# Bloque de texto:
━━━━━━━━━━━━━━━━

¿Qué podemos hacer?
Si durante los primeros años de esta Gran Recesión varios cineastas nos mostraron que las supuestas bondades del sistema económico ultraliberal fueron una auténtica falacia —como se encargó de analizar Enrique Pérez en su artículo Los cachorros del capitalismo—, la actitud de la industria cinematográfica ha ido pasando paulatinamente de una militancia de repulsa por ese pasado de embustero esplendor hacia un talante más pragmático, mostrando las posibles alternativas que cada uno de nosotros puede tomar para superar —o, al menos, minimizar— las funestas consecuencias de la crisis económica.

━━━━━━━━━━━━━━━━

# Entradas:
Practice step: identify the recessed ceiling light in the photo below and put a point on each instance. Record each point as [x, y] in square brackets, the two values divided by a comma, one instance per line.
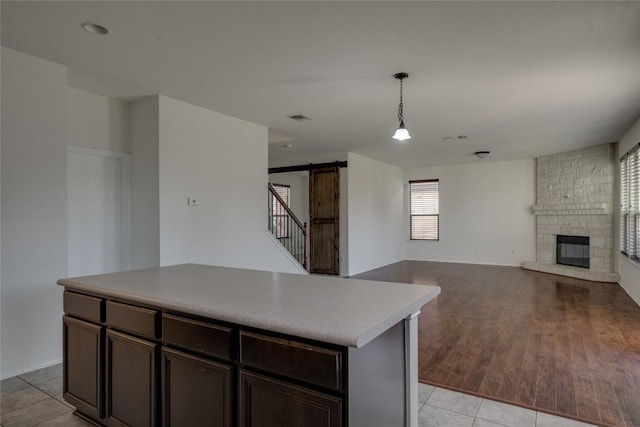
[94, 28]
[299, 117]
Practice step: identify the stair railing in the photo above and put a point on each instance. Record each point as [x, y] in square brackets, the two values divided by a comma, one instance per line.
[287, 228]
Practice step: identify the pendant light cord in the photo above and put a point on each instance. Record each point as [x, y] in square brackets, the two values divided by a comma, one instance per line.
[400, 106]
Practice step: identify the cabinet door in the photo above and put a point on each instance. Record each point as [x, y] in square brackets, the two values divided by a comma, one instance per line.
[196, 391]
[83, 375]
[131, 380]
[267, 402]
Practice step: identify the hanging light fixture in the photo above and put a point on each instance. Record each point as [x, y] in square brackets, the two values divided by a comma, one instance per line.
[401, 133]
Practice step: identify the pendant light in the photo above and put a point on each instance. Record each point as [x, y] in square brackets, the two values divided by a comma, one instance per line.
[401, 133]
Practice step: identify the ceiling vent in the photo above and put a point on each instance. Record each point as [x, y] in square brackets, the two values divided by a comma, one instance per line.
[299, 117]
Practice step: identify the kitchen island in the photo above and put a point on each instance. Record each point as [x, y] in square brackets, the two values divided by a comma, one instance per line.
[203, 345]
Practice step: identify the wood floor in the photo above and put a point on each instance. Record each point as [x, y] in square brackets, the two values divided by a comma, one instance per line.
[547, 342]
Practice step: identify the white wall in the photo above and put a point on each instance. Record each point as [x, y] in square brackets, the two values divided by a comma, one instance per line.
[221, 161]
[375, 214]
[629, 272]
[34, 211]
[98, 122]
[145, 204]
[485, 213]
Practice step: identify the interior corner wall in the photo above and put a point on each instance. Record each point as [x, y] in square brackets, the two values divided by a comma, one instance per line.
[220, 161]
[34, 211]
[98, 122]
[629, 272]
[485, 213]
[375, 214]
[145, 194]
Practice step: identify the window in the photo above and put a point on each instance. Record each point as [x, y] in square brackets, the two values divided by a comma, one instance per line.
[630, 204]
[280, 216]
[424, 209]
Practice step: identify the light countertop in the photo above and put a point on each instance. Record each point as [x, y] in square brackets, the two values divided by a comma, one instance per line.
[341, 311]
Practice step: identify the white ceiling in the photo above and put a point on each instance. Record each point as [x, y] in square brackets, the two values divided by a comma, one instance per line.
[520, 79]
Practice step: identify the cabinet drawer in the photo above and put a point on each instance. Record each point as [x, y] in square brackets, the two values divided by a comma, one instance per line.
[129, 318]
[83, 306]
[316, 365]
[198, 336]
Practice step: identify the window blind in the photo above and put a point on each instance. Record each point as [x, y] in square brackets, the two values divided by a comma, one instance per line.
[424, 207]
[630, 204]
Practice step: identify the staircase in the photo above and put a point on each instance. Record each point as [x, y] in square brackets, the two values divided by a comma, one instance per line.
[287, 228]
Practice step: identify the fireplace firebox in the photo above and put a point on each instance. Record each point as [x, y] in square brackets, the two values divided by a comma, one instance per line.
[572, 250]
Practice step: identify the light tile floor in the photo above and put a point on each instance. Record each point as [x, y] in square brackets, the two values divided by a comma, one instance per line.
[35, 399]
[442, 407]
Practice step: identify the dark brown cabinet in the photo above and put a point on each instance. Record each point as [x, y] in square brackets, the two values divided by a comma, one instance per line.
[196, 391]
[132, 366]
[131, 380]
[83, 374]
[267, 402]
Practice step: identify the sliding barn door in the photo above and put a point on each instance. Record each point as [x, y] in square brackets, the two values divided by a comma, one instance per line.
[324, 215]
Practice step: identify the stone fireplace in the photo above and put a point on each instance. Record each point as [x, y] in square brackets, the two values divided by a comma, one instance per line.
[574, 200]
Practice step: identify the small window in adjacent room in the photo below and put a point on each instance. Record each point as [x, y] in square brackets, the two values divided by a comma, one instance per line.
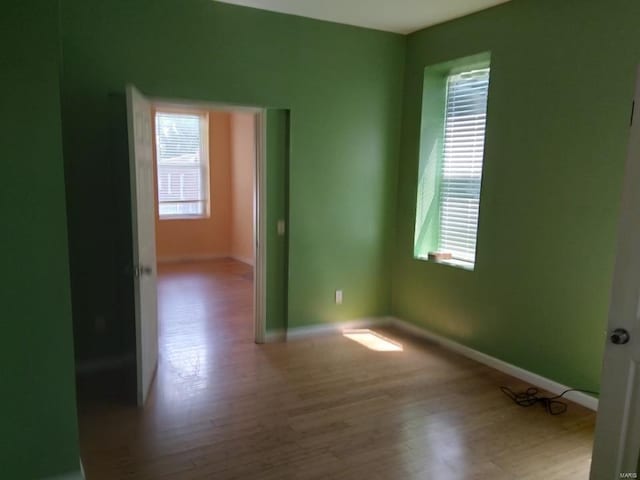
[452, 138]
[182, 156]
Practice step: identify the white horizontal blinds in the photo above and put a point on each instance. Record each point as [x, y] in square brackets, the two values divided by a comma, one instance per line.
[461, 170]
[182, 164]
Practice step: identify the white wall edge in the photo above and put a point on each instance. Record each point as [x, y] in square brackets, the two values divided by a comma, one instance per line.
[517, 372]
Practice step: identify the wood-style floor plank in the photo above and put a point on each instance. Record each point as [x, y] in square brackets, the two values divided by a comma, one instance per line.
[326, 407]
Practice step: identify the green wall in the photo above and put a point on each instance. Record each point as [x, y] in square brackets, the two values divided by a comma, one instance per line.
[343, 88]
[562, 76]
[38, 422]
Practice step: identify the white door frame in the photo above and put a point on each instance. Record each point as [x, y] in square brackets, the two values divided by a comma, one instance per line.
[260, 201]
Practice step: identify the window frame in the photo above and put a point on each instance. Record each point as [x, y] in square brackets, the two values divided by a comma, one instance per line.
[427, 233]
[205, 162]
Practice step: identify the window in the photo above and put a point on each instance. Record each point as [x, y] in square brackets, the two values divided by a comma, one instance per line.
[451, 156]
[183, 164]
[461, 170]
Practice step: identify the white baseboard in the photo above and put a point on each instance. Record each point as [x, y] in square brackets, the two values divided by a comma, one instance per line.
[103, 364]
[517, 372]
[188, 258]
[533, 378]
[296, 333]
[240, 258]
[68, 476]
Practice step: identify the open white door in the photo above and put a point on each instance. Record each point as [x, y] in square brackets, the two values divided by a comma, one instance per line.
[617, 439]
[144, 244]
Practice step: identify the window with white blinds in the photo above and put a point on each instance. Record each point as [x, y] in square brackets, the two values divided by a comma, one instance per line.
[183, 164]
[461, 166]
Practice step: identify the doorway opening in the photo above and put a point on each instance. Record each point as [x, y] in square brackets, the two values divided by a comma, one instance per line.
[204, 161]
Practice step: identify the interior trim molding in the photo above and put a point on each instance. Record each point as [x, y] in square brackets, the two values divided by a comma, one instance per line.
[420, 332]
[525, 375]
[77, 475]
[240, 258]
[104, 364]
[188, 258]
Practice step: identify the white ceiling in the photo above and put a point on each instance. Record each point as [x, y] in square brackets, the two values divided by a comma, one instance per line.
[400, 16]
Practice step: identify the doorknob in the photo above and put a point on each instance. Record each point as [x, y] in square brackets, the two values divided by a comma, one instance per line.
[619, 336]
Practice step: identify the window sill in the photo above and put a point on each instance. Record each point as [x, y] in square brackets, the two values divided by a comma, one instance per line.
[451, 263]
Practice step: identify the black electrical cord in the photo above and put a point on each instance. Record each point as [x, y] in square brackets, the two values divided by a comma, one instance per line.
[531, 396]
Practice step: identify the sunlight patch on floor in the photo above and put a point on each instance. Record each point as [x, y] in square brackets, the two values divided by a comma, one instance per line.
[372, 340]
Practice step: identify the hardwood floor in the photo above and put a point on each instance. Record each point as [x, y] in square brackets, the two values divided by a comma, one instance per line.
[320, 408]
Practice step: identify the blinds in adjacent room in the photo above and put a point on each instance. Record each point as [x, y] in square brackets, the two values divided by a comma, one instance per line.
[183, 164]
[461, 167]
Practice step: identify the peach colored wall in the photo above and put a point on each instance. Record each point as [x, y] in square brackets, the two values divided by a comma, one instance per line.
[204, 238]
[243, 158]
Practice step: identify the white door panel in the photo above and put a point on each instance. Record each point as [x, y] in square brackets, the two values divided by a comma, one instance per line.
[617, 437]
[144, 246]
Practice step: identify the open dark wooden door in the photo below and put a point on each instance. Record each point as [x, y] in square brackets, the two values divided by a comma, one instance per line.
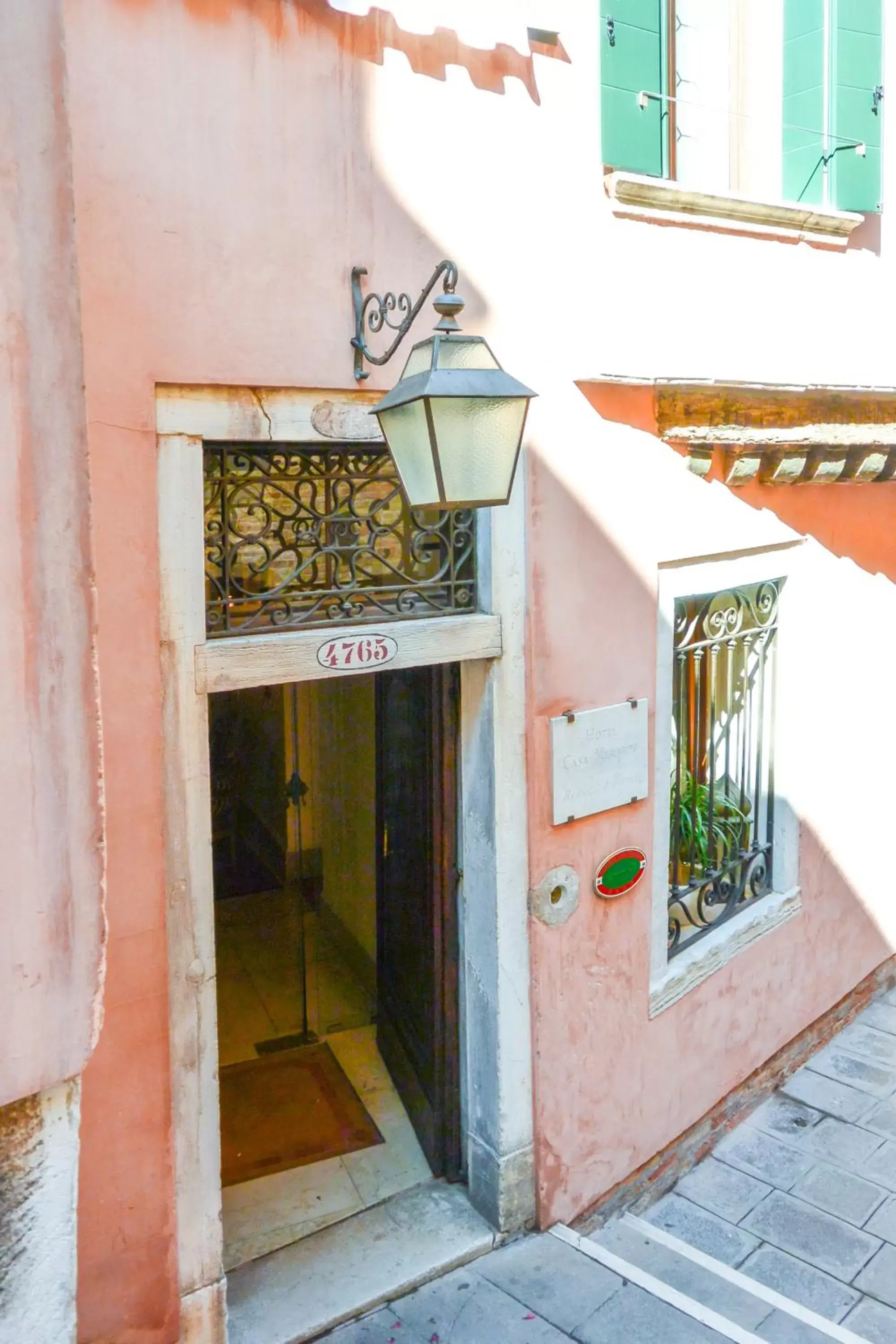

━━━━━━━━━━━━━━━━

# Enunciado:
Contesta a partir del bloque de texto:
1. ¿Quién es el autor del artículo Los cachorros del capitalismo?
2. ¿Qué fueron, según se afirma, las supuestas bondades del sistema económico ultraliberal?
3. ¿Hacia qué talante ha ido pasando la actitud de la industria cinematográfica?
Las filas no tienen relación con el bloque de texto.

# Respuesta:
1. Enrique Pérez.
2. Una auténtica falacia.
3. Hacia un talante más pragmático.